**Aufgabenstellung:** Wie könnte der Text über die Atemwegserkrankung des Klägers nach seinem letzten Satz weitergehen? Schreiben Sie ihn von dort aus fort.

**Vorgegebener Text:**
'''

Vor dem Jahr 2006 lagen jedenfalls überwiegend unauffällige Lungenfunktionsparameter vor. Erst in den Folgejahren danach entwickelte sich eine zunehmende obstruktive Atemwegserkrankung. Bei diesem Verlauf ist bei fehlendem Nachweise einer validen obstruktiven Atemwegserkrankung während des Beschäftigungsverhältnisses und der langen Latenzzeit von 8 Jahren zwischen der Beendigung der beruflichen Expositionen und den erstmaligen Hinweisen einer geringen peripheren obstruktiven Ventilationsstörung ein ausreichender Zusammenhang zwischen den angeschuldigten Expositionen und der nunmehr bestehenden Atemwegserkrankung nicht wahrscheinlich.

Die Einschätzung von Prof. Dr. L wird im Ergebnis auch von den Beratungsärzten der Beklagten sowie dem im Klageverfahren gehörten Sachverständigen Dr. X gestützt. Auch der Sachverständige Prof. Dr. X1 hat keinen hinreichend wahrscheinlichen Ursachenzusammenhang zwischen einer der geltend gemachten BKen und der bei dem Kläger vorliegenden Atemwegserkrankung angenommen. Er führt in seinem Gutachten ausdrücklich aus, ursächlich für die Erkrankung kämen nicht die untertägig einwirkenden Isocyanate allein oder die sonstigen chemisch-irritativ oder toxisch wirkenden Arbeitsstoffe jeweils allein in Betracht. Soweit er darüber hinaus darauf hinweist, nach seiner Auffassung seien 60,53 Kohlegrubenfeinstaubjahre, vier verschiedene chemisch-irritative Arbeitsstoffe und Isocyanathaltige Produkte, die untertägig einwirkten, als "Kollektiv" gemeinsam zu berücksichtigen und gemeinsam als ursächlich anzusehen und deshalb das Vorliegen einer MdE annimmt, verkennt er die unfallversicherungsrechtlichen Kausalitätsanforderungen. Wirken auf einen Versicherten Arbeitsstoffe mehrerer Listen-BKen ein, die im Zusammenwirken eine Erkrankung verursachen können, darf aus diesen Listen-BKen nicht eine neue "Gesamt-BK" gebildet werden. Vielmehr ist zu prüfen, ob die Einwirkungen einer Listen-BK für das Entstehen der Erkrankung eine wesentliche Teilursache waren (vgl Leitsatz des Urteils des BSG vom 12.01.2010 - B 2 U 5/08 R - in Juris). Eine wesentliche Teilursächlichkeit eines der von Prof. Dr. X1 genannten Arbeitsstoffe (Kohlegrubenfeinstaub, chemisch-irritative Arbeitsstoffe und Isocyanate) für die Atemwegserkrankung des Klägers hat der Sachverständige aber gerade nicht gesehen. Darüber hinaus ist sein Gutachten aus deshalb nicht überzeugend, wird ihm die von Prof. Dr. L ausgewerteten Befundunterlagen der betriebsärztlichen Vorsorgeuntersuchungen nicht zur Verfügung standen. Diese belegen jedoch, dass während des Beschäftigungsverhältnisses eine obstruktive Atemwegserkrankung nicht vorgelegen hat. Hiervon ist Prof. Dr. X1 aber fälschlicherweise noch ausgegangen. So meint er in seiner ergänzenden Stellungnahme vom 12.05.2014, dass es aktenkundig bereits seit 1995/1996 zu einer chronisch obstruktiven Atemwegserkrankung gekommen sei.

'''

**Bereitgestellte Daten:**
'''

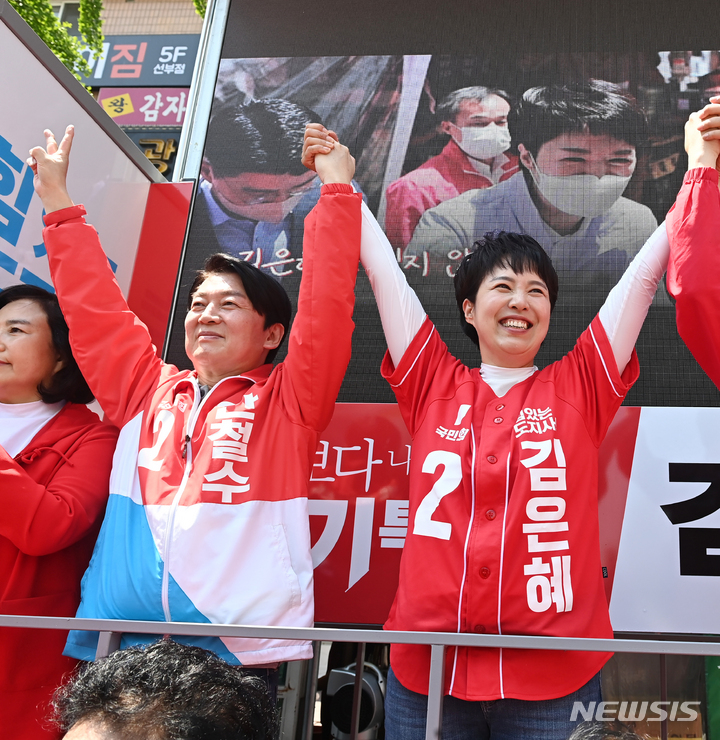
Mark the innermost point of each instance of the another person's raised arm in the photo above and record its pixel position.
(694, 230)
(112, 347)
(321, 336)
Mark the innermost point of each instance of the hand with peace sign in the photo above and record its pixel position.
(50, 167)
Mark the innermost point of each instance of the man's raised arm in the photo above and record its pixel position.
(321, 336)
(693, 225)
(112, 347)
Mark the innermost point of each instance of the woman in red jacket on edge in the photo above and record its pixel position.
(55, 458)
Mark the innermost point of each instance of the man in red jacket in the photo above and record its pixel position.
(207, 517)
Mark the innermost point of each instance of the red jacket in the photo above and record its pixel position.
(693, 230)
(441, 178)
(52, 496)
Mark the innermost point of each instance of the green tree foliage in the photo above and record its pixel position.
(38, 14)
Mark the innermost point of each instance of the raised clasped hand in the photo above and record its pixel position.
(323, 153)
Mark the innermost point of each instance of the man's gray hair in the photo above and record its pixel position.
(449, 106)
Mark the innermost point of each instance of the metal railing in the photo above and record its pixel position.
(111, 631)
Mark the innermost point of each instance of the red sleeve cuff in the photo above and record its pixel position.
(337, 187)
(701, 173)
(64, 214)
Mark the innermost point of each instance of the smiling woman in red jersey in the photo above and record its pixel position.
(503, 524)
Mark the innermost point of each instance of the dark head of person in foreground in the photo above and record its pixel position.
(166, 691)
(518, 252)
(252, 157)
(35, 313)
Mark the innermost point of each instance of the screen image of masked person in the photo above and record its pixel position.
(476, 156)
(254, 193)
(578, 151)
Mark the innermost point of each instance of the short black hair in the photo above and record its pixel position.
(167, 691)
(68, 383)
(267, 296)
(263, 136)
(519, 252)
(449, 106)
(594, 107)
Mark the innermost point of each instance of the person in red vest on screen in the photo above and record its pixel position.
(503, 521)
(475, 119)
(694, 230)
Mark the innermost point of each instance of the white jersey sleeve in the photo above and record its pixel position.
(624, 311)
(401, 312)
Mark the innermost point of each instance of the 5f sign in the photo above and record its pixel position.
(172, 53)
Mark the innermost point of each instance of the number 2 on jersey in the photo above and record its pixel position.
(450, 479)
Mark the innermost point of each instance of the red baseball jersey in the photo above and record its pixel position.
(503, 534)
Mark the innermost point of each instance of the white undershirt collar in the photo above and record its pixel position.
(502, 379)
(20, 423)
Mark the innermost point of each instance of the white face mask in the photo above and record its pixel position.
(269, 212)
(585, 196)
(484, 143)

'''
'''

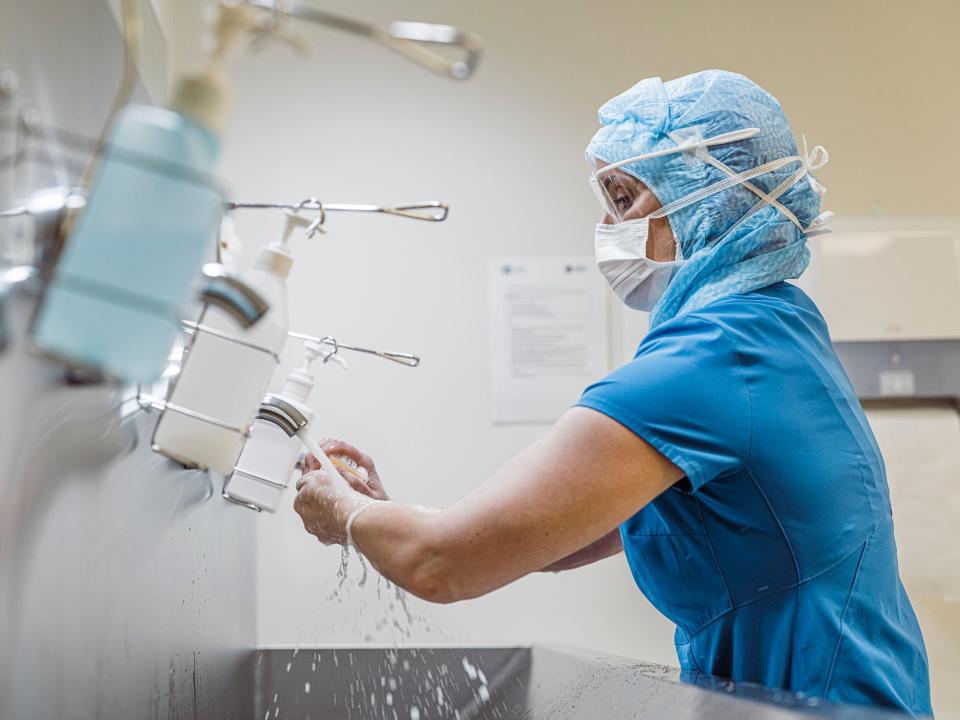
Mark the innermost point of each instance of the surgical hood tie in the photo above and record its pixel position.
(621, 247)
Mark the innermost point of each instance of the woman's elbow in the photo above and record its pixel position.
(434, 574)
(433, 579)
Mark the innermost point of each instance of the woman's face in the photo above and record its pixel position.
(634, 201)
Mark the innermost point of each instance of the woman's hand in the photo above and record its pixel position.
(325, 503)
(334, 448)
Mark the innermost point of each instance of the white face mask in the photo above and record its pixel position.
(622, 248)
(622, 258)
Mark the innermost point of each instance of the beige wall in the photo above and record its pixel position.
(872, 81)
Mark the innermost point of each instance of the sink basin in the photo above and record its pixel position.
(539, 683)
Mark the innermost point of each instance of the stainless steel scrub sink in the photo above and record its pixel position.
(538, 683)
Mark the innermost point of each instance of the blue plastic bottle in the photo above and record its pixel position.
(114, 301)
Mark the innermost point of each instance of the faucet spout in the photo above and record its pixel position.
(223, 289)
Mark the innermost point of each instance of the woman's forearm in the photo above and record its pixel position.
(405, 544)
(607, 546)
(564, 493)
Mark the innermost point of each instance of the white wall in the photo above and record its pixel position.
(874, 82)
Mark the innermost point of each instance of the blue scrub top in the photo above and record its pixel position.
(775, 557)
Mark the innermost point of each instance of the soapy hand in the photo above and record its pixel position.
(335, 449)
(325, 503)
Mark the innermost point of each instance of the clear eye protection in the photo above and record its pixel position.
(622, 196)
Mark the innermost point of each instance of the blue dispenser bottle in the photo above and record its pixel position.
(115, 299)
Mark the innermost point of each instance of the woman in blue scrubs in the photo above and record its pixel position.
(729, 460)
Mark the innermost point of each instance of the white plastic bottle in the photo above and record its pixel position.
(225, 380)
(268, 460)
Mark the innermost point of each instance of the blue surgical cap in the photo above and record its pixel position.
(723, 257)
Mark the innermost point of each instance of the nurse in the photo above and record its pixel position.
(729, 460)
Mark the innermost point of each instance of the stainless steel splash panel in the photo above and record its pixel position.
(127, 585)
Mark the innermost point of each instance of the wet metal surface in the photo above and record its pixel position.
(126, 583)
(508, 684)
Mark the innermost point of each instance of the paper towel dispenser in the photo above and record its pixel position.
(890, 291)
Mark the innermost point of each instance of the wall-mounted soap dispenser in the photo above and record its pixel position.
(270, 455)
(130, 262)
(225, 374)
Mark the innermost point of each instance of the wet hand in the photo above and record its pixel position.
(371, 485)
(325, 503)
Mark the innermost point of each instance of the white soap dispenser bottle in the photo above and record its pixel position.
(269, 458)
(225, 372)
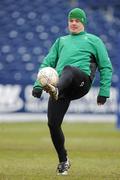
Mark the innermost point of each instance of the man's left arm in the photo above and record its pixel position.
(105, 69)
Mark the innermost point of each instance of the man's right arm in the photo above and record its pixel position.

'''

**Schriftliche Antwort:**
Da der Kläger keinen Anspruch auf Anerkennung der von ihm geltend gemachten BKen Nr 1315, 4301 oder 4302 der Anlage zur BKV hat, kann er auch keine Verletztenrente nach § 56 SGB VII beanspruchen, denn eine solche setzt nach Absatz 1 S 1 der Vorschrift den Eintritt eines Versicherungsfalls der BK nach § 9 SGB VII voraus.

Schließlich hat der Kläger auch keinen Anspruch auf Übergangsleistungen nach § 3 BKV, denn nach der Einschätzung von Prof. Dr. L bestand bei Aufgabe der Berufstätigkeit des Klägers im Oktober 1998 nicht die Gefahr, dass eine der in Streit stehenden BKen entsteht.

Die Kostenentscheidung beruht auf § 193 SGG.

Da reine Tatsachenfragen zu beurteilen sind, sind die Voraussetzungen für eine Zulassung der Revision nach § 160 Abs 2 Nr 1 oder 2 SGG nicht gegeben.